BEGIN PROVIDED RECORDS

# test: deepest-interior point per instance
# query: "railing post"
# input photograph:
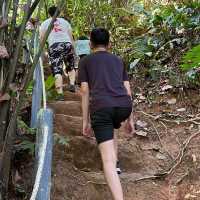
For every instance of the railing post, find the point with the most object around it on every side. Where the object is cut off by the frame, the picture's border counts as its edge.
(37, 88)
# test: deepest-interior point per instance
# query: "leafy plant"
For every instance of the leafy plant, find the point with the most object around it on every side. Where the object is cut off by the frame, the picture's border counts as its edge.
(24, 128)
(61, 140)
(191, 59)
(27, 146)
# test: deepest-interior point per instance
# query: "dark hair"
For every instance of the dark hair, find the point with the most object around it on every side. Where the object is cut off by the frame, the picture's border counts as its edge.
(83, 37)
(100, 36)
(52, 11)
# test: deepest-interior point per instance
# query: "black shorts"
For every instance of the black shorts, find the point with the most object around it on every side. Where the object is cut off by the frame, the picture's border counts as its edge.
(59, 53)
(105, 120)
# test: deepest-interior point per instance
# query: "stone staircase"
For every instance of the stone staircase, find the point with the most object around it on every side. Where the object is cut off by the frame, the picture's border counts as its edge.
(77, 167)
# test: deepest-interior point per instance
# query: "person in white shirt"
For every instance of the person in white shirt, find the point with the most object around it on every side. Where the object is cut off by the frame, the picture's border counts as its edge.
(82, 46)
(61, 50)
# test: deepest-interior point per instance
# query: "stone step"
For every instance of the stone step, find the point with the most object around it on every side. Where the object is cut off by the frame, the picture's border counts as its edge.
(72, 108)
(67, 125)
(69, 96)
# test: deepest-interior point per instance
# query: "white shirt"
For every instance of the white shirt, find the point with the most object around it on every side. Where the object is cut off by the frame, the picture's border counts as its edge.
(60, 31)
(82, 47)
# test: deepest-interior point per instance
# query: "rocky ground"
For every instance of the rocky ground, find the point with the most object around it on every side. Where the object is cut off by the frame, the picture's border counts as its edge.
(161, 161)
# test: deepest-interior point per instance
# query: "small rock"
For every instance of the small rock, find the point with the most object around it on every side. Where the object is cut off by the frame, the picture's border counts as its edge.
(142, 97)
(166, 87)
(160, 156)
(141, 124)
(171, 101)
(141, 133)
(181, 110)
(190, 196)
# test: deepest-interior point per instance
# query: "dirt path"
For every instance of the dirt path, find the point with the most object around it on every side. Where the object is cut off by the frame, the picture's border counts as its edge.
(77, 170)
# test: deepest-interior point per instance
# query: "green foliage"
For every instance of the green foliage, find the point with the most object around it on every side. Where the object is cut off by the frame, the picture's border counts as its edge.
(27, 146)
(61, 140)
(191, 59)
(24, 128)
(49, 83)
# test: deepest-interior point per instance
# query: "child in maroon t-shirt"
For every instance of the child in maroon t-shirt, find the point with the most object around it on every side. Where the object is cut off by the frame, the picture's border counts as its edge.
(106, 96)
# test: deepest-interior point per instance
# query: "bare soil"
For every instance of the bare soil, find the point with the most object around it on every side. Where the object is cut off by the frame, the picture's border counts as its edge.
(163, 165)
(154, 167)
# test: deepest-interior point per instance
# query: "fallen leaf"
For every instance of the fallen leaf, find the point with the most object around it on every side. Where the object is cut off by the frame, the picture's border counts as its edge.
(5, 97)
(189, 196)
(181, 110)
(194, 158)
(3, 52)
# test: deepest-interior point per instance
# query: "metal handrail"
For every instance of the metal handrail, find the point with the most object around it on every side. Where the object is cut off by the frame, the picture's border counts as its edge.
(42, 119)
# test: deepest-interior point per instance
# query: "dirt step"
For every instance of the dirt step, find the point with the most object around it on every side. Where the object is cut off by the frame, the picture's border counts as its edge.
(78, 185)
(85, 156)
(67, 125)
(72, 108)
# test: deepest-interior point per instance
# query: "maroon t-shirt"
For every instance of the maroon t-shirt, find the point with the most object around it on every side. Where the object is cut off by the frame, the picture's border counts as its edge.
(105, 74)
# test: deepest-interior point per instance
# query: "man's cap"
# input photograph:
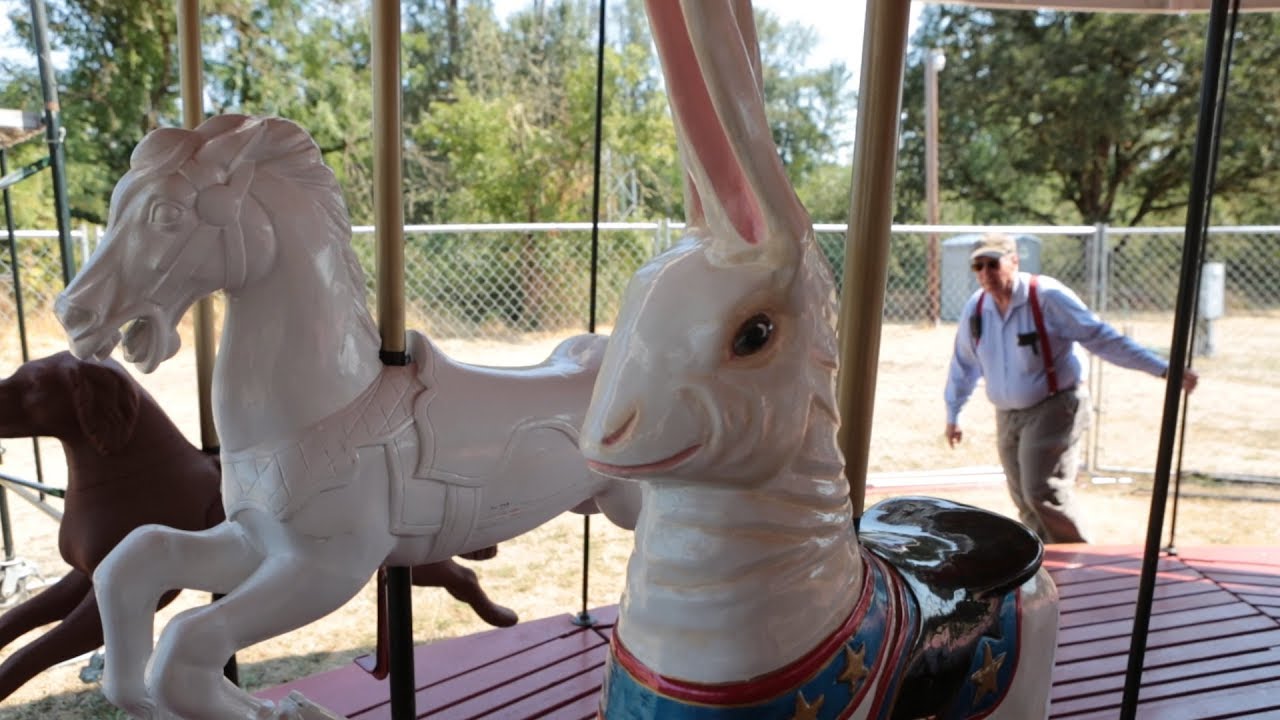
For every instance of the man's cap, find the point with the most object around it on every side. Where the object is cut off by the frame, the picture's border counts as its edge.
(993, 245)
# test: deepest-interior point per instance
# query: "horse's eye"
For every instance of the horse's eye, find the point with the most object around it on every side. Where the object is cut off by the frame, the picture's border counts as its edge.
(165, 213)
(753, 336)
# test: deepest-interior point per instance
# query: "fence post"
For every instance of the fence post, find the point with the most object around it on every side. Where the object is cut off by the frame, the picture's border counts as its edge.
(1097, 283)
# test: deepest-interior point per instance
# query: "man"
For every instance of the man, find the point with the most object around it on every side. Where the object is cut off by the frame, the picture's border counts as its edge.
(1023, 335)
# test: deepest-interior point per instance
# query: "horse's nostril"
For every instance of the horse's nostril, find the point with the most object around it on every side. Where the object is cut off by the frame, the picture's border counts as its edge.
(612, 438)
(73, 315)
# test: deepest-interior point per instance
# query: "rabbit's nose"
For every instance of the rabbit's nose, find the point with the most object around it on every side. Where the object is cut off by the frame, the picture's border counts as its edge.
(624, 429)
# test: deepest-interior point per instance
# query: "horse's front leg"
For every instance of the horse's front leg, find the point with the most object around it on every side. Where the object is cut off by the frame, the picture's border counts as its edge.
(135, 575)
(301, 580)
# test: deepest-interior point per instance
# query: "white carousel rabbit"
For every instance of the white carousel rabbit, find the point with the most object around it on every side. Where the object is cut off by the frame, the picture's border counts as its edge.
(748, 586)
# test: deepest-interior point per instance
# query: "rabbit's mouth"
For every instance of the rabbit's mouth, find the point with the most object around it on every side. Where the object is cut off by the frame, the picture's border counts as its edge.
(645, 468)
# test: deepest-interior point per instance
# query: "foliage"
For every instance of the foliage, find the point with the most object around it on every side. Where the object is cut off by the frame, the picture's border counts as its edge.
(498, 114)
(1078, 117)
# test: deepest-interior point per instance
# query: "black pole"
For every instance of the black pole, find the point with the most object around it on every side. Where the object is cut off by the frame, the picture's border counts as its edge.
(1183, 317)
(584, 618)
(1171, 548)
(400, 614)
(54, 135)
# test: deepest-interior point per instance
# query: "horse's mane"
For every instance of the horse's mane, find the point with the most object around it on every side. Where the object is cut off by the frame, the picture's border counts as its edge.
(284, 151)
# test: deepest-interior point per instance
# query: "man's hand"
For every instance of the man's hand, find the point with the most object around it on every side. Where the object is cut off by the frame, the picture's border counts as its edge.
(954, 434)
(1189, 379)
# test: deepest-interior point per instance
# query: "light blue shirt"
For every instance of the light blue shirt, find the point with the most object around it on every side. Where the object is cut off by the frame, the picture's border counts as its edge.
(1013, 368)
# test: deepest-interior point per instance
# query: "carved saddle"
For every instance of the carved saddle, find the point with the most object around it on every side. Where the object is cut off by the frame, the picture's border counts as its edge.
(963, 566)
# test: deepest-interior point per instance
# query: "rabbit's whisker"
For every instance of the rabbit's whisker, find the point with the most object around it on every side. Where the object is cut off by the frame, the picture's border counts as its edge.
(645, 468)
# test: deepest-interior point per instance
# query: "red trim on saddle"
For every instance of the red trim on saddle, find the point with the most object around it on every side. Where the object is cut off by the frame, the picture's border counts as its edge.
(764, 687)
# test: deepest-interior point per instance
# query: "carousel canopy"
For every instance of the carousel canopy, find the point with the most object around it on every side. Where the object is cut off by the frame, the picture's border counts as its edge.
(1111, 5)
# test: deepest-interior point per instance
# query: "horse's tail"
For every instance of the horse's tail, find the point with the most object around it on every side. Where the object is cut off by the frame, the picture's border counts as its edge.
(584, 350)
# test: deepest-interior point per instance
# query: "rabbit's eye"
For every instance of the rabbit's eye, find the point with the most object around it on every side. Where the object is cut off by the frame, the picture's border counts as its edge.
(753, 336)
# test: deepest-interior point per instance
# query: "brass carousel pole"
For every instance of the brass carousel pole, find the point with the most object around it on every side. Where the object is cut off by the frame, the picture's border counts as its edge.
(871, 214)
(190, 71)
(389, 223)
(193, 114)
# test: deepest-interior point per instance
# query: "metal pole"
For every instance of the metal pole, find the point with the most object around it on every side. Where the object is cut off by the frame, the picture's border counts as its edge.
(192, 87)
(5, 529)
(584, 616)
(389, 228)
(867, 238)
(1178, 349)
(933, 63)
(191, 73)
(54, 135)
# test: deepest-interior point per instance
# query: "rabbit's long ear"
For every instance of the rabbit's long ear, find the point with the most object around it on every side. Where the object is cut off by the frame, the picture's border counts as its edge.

END PROVIDED RECORDS

→ ABOUT THIS EXERCISE
Wherever the word "long" appears in a line of the data above, copy that line.

→ FINISHED EXERCISE
# query: "rabbit's long ear"
For every instance of the rabbit's long ear, find the point with the most object around it on every side. Where the object is cut off by the frame, the picture's border counts as its edge.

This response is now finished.